The international gaze has turned to Australia’s environmental management with a United Nations summit in Germany putting the Great Barrier Reef, Tasmanian Wilderness and Australia’s climate policy under the microscope.
A draft decision of the World Heritage Centre (WHC) allayed fears the reef’s heritage status would be listed as ‘in danger’ on Friday, but the government was effectively told to take plans for the management of Tasmanian Wilderness back to the drawing board.
The mixed reviews come as Australia prepares to face a world grilling, literally, on Thursday as part of the UN process of determining the reductions in greenhouse gas emissions for the post-2020 period.
The Great Barrier Reef
The reef appears to be out of hot water for now with references to a ‘World Heritage In Danger’ listing, seen as important to avoid for the $6 billion economy which relies on the reef, dropped from the draft WHC determination.
A final decision will not be made until next month, but reiterated concern over the reef’s ‘poor and deteriorating’ health will see the reef remain on a watch list until at least 2019.
The reef is already significantly diminished, whether or not it is formally billed as ‘in danger’, having lost half of its coral cover in the last 30 years.

Data records:
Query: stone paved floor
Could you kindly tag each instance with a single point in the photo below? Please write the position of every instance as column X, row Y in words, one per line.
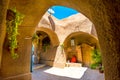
column 40, row 74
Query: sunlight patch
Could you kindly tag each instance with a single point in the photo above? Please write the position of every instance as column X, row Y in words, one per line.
column 71, row 72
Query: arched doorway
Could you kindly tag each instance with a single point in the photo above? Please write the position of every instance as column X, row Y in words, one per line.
column 81, row 47
column 99, row 12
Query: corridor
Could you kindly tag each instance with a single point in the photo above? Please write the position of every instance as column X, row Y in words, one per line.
column 68, row 73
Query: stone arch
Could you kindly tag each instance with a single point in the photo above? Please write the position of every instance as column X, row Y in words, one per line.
column 52, row 35
column 84, row 44
column 45, row 49
column 104, row 14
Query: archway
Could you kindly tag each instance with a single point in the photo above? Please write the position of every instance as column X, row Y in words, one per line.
column 45, row 46
column 81, row 45
column 100, row 14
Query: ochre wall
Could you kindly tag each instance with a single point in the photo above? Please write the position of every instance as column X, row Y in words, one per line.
column 103, row 13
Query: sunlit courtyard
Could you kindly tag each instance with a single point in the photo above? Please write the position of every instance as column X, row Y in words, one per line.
column 67, row 73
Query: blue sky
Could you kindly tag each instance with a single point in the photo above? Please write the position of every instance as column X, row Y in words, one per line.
column 61, row 12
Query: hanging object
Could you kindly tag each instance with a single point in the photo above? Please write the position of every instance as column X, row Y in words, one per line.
column 51, row 22
column 50, row 19
column 72, row 42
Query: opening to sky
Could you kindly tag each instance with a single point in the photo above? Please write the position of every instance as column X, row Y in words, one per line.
column 61, row 12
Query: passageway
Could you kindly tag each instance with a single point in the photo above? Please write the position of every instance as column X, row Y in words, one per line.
column 68, row 73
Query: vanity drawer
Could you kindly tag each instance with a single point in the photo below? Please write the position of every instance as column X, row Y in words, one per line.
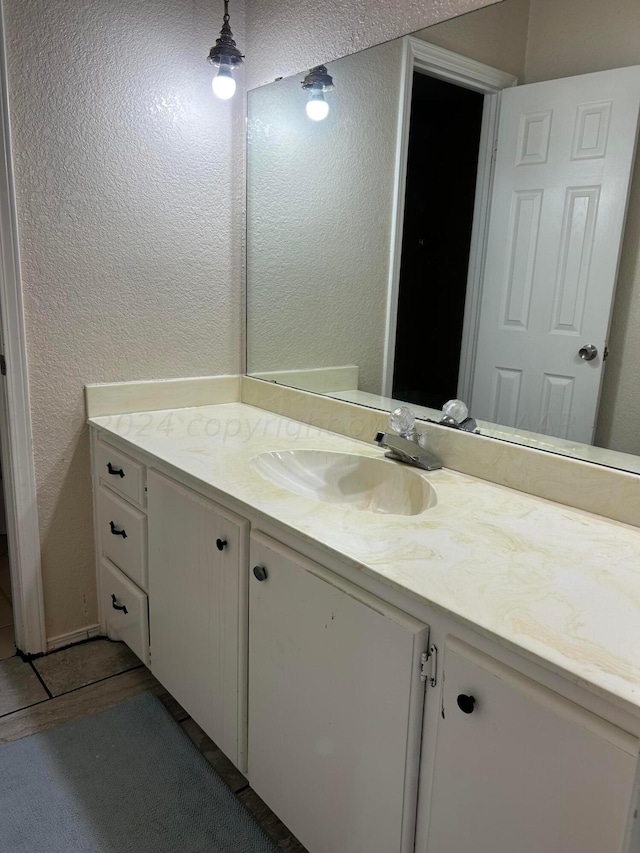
column 120, row 472
column 122, row 532
column 126, row 610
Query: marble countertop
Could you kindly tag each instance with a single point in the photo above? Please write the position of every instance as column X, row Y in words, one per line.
column 557, row 582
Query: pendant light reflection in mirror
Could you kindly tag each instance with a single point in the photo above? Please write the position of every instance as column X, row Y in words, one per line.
column 316, row 83
column 226, row 57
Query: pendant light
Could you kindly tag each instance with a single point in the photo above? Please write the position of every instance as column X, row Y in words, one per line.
column 316, row 83
column 226, row 57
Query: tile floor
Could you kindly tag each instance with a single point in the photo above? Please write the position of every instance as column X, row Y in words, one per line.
column 7, row 645
column 81, row 680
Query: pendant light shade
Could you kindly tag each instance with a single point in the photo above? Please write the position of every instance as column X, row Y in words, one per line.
column 226, row 57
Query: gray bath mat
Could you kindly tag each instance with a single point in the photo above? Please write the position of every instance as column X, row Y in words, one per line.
column 126, row 779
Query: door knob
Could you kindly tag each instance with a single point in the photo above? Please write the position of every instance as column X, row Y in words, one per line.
column 260, row 573
column 466, row 703
column 588, row 352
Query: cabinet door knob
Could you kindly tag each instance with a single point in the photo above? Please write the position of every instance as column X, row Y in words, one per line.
column 117, row 532
column 466, row 703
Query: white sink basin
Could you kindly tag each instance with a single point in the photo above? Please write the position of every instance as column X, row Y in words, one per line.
column 373, row 485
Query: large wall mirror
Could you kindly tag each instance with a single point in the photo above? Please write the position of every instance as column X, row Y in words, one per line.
column 465, row 222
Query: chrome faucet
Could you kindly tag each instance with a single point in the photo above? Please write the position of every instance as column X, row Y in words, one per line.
column 404, row 444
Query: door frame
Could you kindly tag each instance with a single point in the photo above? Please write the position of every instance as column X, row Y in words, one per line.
column 18, row 468
column 469, row 74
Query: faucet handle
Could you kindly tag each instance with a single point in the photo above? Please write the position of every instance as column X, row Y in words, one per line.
column 455, row 411
column 403, row 421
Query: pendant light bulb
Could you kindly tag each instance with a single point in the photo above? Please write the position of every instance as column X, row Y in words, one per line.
column 315, row 84
column 223, row 84
column 317, row 108
column 226, row 57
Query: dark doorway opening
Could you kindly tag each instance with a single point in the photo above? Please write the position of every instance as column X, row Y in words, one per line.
column 444, row 139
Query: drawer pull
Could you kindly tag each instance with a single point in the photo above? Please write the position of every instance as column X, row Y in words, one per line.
column 117, row 532
column 118, row 606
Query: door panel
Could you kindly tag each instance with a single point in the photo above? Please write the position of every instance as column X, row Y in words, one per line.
column 563, row 164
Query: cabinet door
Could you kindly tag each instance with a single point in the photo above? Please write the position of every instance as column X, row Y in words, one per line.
column 335, row 705
column 524, row 769
column 196, row 614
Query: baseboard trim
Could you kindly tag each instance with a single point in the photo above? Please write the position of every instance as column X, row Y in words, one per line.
column 54, row 643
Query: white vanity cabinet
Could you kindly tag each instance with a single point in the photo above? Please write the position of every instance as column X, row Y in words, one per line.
column 518, row 767
column 312, row 681
column 198, row 554
column 335, row 705
column 121, row 541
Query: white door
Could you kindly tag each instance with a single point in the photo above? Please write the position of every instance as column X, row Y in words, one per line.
column 335, row 706
column 563, row 164
column 520, row 769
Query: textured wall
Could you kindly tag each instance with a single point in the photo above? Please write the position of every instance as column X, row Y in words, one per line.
column 496, row 35
column 319, row 200
column 576, row 37
column 130, row 216
column 287, row 36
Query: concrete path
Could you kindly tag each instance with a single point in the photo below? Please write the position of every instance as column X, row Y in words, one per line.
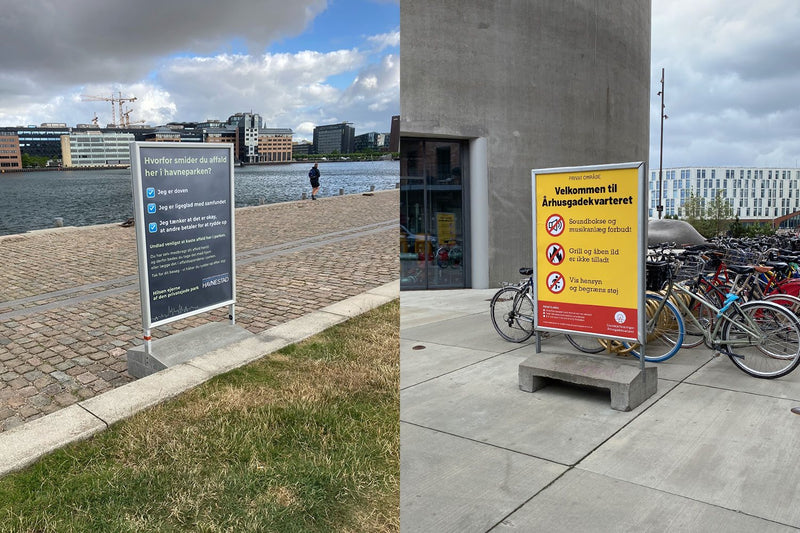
column 69, row 297
column 713, row 450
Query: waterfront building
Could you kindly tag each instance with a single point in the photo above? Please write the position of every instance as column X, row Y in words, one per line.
column 756, row 194
column 247, row 126
column 302, row 148
column 275, row 145
column 10, row 155
column 394, row 134
column 370, row 141
column 490, row 91
column 96, row 148
column 334, row 138
column 44, row 140
column 163, row 134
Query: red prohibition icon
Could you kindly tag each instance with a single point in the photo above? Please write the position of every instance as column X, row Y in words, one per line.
column 555, row 282
column 555, row 254
column 555, row 225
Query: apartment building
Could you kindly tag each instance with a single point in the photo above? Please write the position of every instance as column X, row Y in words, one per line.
column 10, row 156
column 275, row 145
column 756, row 194
column 334, row 138
column 96, row 149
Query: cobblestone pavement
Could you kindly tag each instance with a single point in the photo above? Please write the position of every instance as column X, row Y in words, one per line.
column 69, row 297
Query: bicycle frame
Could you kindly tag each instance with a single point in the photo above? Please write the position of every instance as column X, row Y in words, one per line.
column 711, row 334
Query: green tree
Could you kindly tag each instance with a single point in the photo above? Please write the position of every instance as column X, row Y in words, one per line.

Given exercise
Reproduce the passage of the article on Australia's environmental management above that runs between "The mixed reviews" and "last 30 years.", inclusive.

Output for this exercise
The mixed reviews come as Australia prepares to face a world grilling, literally, on Thursday as part of the UN process of determining the reductions in greenhouse gas emissions for the post-2020 period.
The Great Barrier Reef
The reef appears to be out of hot water for now with references to a ‘World Heritage In Danger’ listing, seen as important to avoid for the $6 billion economy which relies on the reef, dropped from the draft WHC determination.
A final decision will not be made until next month, but reiterated concern over the reef’s ‘poor and deteriorating’ health will see the reef remain on a watch list until at least 2019.
The reef is already significantly diminished, whether or not it is formally billed as ‘in danger’, having lost half of its coral cover in the last 30 years.